Everyone is talking about how important data is for successfully integrating artificial intelligence (AI) into your business. "AI thrives on clean data," "Be sure to prepare your data if you want to incorporate AI into your application," "If your data is poorly prepared, you can forget about AI." Many of you have heard these phrases from various experts in the field of artificial intelligence. And they say this for a reason: Statistics claim that about 85% of all AI projects fail because of poor data quality. Therefore, data preparation is an important part of any AI initiative.
Today, we are going to show you how to properly prepare data to facilitate AI training and ensure that the final result is accurate enough, what obstacles you can encounter along the way, and how to understand if your business is ready for an AI integration. Read on!
Data preparation is the process of changing raw data into a clean and organized format that can be read by the machine and used for training and testing models. It’s one of the most critical steps in the machine learning pipeline. It’s also time-consuming: Preparing data often accounts for 60–80% of the entire project effort.
Why so? Because data is the cornerstone of machine learning. It influences every aspect of how a machine learning model learns, performs, and upgrades. To put it simply: No data, no learning. Bad data, bad learning. Good data, great potential. Without diverse, structured, and high-quality data, even the best algorithms will fail.
ML models are only as good as the data they're trained on. Messy and incomplete data will lead even the most powerful models astray. Here's why it’s so important to pay enough attention to data preparation:
Garbage in, garbage out: If your data is full of errors and inconsistencies, your model will learn from that garbage and produce unreliable results. And you don’t want such uncertainty.
Improves model accuracy: Well-prepared data helps algorithms identify real patterns, which leads to better predictions and fewer false positives/negatives.
Reduces bias: Data prep helps identify and correct for imbalances (like overrepresentation of one class) so the final results become more ethical and fair.
Enables generalization: Good data helps models learn patterns that can generalize to unseen data, so when the model encounters real-world things outside of its training set, it won’t get lost.
Data preparation is something you must consider as a part of your strategy when you plan for the integration of AI. This process can make or break the success of your entire ML project.
....
__Task to complete__
In the article on data preparation for AI, what share of total project effort does preparing data often take?

__Data__
....
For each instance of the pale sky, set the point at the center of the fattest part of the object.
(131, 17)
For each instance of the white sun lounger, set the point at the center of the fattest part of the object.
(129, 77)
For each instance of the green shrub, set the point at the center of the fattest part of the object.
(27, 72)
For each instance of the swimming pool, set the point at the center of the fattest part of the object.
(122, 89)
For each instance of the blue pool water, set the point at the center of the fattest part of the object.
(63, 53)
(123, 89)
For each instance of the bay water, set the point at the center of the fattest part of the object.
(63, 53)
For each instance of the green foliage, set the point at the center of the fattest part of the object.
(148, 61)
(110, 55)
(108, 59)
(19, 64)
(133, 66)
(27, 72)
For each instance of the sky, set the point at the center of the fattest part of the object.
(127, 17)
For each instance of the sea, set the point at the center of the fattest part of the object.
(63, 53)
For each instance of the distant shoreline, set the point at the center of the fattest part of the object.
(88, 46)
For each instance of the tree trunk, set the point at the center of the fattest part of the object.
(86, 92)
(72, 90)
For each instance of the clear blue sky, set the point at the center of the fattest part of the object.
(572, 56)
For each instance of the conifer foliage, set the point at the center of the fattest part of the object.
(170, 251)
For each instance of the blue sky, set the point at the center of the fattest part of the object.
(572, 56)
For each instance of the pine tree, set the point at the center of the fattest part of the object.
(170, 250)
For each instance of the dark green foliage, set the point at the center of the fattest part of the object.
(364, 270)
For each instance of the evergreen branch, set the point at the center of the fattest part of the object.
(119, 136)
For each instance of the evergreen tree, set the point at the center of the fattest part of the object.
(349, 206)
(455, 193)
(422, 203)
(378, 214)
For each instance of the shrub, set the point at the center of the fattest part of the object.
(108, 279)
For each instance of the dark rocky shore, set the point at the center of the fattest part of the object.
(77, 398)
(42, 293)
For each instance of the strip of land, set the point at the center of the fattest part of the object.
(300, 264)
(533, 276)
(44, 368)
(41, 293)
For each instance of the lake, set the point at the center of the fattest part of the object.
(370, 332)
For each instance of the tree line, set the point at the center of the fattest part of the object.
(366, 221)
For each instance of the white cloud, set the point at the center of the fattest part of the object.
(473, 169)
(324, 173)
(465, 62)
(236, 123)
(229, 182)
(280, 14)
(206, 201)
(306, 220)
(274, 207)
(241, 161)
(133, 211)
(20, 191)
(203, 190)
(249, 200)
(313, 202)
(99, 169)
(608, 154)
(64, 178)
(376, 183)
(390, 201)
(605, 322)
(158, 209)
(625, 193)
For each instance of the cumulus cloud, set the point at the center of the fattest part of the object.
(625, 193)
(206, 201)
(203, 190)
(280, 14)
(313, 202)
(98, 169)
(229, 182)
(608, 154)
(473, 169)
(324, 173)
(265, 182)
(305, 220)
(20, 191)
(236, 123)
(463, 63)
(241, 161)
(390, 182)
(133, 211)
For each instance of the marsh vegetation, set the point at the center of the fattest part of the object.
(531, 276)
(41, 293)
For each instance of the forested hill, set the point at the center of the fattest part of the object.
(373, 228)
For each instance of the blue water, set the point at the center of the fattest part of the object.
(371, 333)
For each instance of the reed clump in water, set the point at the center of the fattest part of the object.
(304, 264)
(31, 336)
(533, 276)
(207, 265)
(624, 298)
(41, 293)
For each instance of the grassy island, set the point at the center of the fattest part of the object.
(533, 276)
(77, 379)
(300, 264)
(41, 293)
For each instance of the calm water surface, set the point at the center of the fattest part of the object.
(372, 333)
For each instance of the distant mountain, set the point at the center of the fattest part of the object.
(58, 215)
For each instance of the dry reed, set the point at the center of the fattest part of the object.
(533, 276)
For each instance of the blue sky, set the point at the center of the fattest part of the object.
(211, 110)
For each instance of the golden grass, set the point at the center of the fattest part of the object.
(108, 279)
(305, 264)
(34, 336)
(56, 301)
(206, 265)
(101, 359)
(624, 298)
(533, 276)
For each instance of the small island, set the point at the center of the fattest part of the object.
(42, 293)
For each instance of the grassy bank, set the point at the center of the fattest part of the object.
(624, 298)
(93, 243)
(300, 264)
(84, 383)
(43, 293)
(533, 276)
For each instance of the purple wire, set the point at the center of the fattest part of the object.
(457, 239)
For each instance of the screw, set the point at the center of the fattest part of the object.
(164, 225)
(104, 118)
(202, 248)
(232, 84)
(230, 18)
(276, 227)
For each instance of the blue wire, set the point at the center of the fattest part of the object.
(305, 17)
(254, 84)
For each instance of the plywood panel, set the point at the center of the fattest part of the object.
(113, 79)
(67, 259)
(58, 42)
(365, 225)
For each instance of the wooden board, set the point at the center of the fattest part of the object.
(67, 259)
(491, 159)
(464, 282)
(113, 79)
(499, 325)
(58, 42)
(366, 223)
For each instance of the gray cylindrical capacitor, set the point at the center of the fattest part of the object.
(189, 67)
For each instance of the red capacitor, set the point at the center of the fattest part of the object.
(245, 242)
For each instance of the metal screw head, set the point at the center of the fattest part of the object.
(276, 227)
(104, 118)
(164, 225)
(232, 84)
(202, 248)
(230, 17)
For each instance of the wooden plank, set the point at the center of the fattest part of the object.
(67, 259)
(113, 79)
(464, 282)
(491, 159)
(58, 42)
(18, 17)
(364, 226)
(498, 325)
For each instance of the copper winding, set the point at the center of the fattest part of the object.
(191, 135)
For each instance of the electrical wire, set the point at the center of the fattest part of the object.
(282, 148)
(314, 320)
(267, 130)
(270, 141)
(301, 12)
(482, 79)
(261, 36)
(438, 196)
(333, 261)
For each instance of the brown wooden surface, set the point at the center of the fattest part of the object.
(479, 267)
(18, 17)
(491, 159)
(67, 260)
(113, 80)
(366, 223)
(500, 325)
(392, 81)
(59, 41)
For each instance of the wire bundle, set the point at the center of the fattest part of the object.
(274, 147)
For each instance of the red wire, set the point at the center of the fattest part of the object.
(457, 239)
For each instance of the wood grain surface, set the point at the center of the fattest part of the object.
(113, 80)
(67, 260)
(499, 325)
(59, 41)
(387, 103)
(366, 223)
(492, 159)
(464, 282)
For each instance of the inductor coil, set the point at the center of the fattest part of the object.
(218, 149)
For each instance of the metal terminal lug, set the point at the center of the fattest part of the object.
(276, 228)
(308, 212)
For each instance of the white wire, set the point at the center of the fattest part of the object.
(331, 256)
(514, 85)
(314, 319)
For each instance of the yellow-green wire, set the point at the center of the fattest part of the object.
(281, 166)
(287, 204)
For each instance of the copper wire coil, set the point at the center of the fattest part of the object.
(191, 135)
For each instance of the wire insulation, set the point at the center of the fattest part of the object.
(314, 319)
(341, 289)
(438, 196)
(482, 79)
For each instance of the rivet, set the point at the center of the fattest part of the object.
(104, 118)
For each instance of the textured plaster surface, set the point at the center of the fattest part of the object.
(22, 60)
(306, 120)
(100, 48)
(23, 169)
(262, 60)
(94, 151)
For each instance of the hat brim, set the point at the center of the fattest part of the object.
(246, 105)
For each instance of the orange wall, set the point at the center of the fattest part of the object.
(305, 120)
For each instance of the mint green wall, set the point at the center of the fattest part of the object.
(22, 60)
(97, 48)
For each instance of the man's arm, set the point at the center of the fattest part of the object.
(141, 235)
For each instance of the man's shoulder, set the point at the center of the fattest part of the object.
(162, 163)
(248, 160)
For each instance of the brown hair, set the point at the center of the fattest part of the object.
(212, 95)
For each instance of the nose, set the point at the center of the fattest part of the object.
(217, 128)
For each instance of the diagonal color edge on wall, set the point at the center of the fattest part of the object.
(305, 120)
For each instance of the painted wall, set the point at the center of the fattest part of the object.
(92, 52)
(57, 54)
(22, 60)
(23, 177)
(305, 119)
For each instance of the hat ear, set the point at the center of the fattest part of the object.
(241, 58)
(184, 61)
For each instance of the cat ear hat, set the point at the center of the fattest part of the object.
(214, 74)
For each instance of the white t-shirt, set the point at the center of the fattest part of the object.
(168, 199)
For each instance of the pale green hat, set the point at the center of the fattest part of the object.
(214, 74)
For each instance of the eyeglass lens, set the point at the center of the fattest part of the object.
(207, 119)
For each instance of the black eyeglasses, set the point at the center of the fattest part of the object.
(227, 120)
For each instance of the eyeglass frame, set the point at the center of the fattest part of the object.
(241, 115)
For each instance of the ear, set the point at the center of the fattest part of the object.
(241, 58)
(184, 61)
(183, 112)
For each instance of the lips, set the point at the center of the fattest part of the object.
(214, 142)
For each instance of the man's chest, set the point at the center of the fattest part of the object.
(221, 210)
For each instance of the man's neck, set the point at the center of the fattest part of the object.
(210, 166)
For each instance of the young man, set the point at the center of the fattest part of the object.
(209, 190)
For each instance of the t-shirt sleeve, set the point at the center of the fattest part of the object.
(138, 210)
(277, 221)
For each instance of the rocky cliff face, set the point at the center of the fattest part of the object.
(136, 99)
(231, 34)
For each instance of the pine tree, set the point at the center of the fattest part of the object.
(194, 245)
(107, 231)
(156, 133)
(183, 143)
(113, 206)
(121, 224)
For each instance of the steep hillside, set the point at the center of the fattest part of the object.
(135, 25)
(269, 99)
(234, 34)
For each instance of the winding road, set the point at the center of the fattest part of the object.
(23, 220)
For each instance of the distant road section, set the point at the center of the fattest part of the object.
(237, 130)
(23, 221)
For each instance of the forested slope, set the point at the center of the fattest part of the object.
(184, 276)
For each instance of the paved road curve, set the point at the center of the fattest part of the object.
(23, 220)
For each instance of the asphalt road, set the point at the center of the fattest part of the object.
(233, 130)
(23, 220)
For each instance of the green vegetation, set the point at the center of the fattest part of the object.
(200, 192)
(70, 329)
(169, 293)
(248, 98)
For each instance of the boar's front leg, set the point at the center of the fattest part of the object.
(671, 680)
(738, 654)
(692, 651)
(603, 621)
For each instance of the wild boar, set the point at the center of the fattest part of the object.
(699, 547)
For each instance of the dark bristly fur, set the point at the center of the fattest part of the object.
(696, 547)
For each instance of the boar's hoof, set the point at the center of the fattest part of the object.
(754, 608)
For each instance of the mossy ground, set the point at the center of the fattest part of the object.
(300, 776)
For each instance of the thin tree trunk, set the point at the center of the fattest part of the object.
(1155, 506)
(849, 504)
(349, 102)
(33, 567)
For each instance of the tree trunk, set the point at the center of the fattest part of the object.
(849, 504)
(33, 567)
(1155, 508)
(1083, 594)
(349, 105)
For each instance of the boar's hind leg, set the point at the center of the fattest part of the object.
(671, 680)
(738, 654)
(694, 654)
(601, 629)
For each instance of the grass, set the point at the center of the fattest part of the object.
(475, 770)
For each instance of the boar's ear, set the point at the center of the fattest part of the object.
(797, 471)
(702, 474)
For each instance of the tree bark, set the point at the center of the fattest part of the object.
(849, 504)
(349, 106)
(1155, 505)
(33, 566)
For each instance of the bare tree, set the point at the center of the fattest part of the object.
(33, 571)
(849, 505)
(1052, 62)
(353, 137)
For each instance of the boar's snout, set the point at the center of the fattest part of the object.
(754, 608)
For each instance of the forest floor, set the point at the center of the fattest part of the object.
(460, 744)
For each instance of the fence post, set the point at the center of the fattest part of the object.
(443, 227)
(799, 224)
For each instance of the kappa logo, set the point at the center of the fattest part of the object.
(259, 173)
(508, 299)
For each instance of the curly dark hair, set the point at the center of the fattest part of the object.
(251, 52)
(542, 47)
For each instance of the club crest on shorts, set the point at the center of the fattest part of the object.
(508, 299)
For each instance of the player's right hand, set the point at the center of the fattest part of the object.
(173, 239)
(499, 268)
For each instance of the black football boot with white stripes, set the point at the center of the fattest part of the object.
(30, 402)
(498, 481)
....
__Result__
60–80% of the entire project effort.